» Aufgabenstellung
A. Gib aus dem Textausschnitt über Albert Einsteins Kindheit die Stelle von „Die Familie spielt“ bis „Marie -Therese Rösner)“ wortgetreu wieder.
B. Welche einzelnen Familienmitglieder Alberts nennt der Textausschnitt über seine Kindheit?
C. Beantworte zum Textausschnitt über Albert Einsteins Kindheit folgende Fragen:
(i) Wer fördert zu Hause Alberts kreative Fähigkeiten?
(ii) Vor welchem Lebensjahr hielten die Eltern ihn an, allein die Straßen der Umgebung zu überqueren?
(iii) Was verabscheute Albert als Schüler offen?

» Textausschnitt
....

Die Familie spielt in Alberts Lebens eine große Rolle, gerade auch, weil er in der Schule eher ein Außenseiter war. Zu Hause tauscht er sich mit Vater und Onkel über interessante Themen aus der Welt der Technik aus, die Mutter fördert dagegen seine kreativen Fähigkeiten. Zu seiner Schwester Maja hatte Albert ebenfalls ein gutes Verhältnis. (vgl. Strauch, D. 2007: Alles ist relativ. Die Lebensgeschichte des Albert Einstein. Beltz & Gelberg Verlag, Weinheim, S. 13ff) Auch seine Großmutter fand ihn lieb und brav und schwärmte von den lustigen Einfällen des kleinen Albert. (PLUS LUCIS 2/96, Gedanken zur Kindheit von Albert Einstein, von Gabriele Kerber und Marie -Therese Rösner)
Seine Eltern förderten ungewöhnlich früh Alberts Entwicklung von Selbstvertrauen. Noch vor seinem vierten Lebensjahr hielten sie ihn beispielsweise dazu an, in der Nachbarschaft herumzustreifen und alleine die Straßen der Umgebung zu überqueren (freilich schauten sie ihm dabei heimlich die ersten male zu, um sich zu vergewissern, dass er vor dem Überqueren auch nach beiden Seiten schaute.) (vgl. Brian, D. 2005: Einstein. Sein Leben. Wiley-VCH, S.3)
Wen wundert es nach diesen ganzen Einblicken, dass Albert schon früh als Schüler offen die militärische Disziplin und Strenge der Lehrer verabscheute, war er doch von zu Hause einen ganz anderen Ton gewohnt. „Am schlimmsten scheint es mir zu sein, wenn eine Schule hauptsächlich mit den Mitteln von Furcht, Zwang und künstlicher Autorität arbeitet. Solche Behandlung vernichtet das gesunde Lebensgefühl, die Aufrichtigkeit und das Selbstvertrauen des Schülers. Sie erzeugt den unterwürfigen Untertan.“ (vgl. Strauch, 2007, S. 13)

....

» Extrahierte Daten
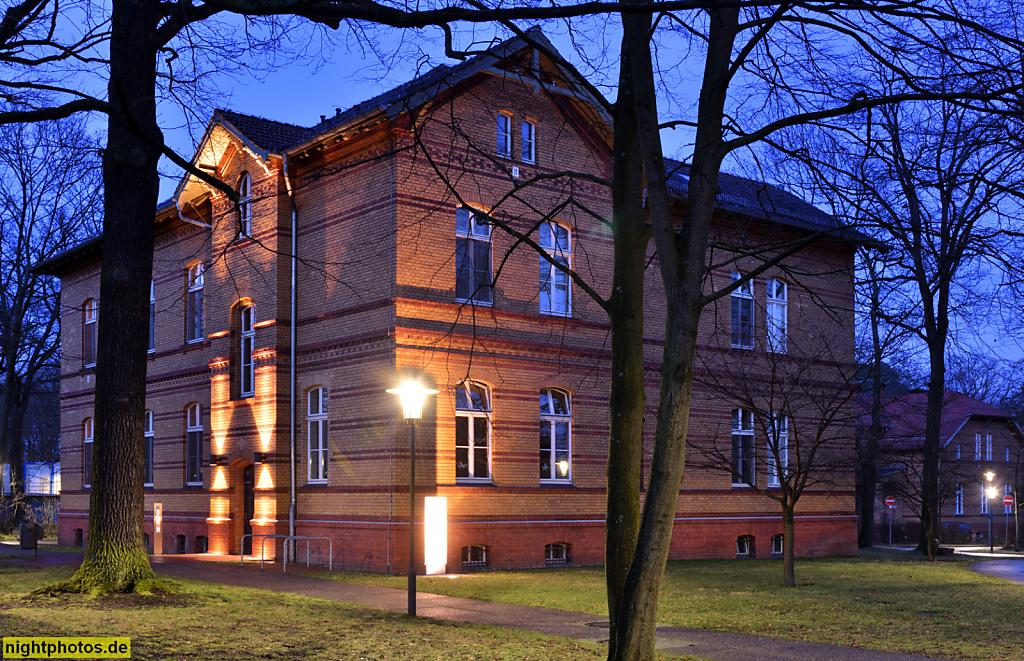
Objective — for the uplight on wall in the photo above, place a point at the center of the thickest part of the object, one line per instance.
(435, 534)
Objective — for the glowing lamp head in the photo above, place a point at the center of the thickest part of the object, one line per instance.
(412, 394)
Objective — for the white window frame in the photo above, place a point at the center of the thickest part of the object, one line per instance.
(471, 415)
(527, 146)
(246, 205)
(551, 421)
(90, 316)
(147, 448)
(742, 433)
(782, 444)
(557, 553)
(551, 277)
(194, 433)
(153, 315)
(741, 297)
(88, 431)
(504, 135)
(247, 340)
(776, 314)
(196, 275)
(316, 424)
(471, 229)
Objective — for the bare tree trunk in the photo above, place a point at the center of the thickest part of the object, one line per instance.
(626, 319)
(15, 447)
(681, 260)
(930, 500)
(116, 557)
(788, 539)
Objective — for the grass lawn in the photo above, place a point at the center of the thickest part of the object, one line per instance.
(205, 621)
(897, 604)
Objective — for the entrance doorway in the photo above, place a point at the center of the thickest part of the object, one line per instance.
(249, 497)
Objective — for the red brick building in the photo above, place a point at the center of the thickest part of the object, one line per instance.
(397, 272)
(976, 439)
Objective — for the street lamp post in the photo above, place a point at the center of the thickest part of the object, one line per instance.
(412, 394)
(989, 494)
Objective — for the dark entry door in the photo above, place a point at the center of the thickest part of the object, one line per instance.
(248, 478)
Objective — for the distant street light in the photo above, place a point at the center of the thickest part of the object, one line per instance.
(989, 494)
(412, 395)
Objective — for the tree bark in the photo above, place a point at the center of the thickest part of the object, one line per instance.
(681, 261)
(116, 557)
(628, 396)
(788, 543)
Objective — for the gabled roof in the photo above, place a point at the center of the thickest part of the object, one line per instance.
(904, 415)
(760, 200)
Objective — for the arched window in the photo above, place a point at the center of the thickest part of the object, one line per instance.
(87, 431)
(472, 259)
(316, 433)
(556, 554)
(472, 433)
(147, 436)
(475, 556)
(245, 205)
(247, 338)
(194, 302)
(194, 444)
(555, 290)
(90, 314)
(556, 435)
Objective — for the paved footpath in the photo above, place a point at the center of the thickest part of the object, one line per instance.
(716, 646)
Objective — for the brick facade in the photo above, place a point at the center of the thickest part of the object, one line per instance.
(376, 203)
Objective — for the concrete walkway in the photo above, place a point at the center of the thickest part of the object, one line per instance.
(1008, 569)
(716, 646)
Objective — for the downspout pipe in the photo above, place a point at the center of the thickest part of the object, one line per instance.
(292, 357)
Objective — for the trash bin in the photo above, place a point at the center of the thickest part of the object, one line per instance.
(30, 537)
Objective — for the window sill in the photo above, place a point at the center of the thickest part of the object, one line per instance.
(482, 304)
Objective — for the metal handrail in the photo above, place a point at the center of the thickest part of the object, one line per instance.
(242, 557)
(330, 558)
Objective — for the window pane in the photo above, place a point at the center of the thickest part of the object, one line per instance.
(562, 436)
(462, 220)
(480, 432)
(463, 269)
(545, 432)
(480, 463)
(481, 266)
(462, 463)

....

» Lösungen
A.
Die Familie spielt in Alberts Lebens eine große Rolle, gerade auch, weil er in der Schule eher ein Außenseiter war. Zu Hause tauscht er sich mit Vater und Onkel über interessante Themen aus der Welt der Technik aus, die Mutter fördert dagegen seine kreativen Fähigkeiten. Zu seiner Schwester Maja hatte Albert ebenfalls ein gutes Verhältnis. (vgl. Strauch, D. 2007: Alles ist relativ. Die Lebensgeschichte des Albert Einstein. Beltz & Gelberg Verlag, Weinheim, S. 13ff) Auch seine Großmutter fand ihn lieb und brav und schwärmte von den lustigen Einfällen des kleinen Albert. (PLUS LUCIS 2/96, Gedanken zur Kindheit von Albert Einstein, von Gabriele Kerber und Marie -Therese Rösner)

B. Vater, Onkel, Mutter, Schwester Maja, Großmutter

C.
(i) Die Mutter.
(ii) Vor seinem vierten Lebensjahr.
(iii) Die militärische Disziplin und Strenge der Lehrer.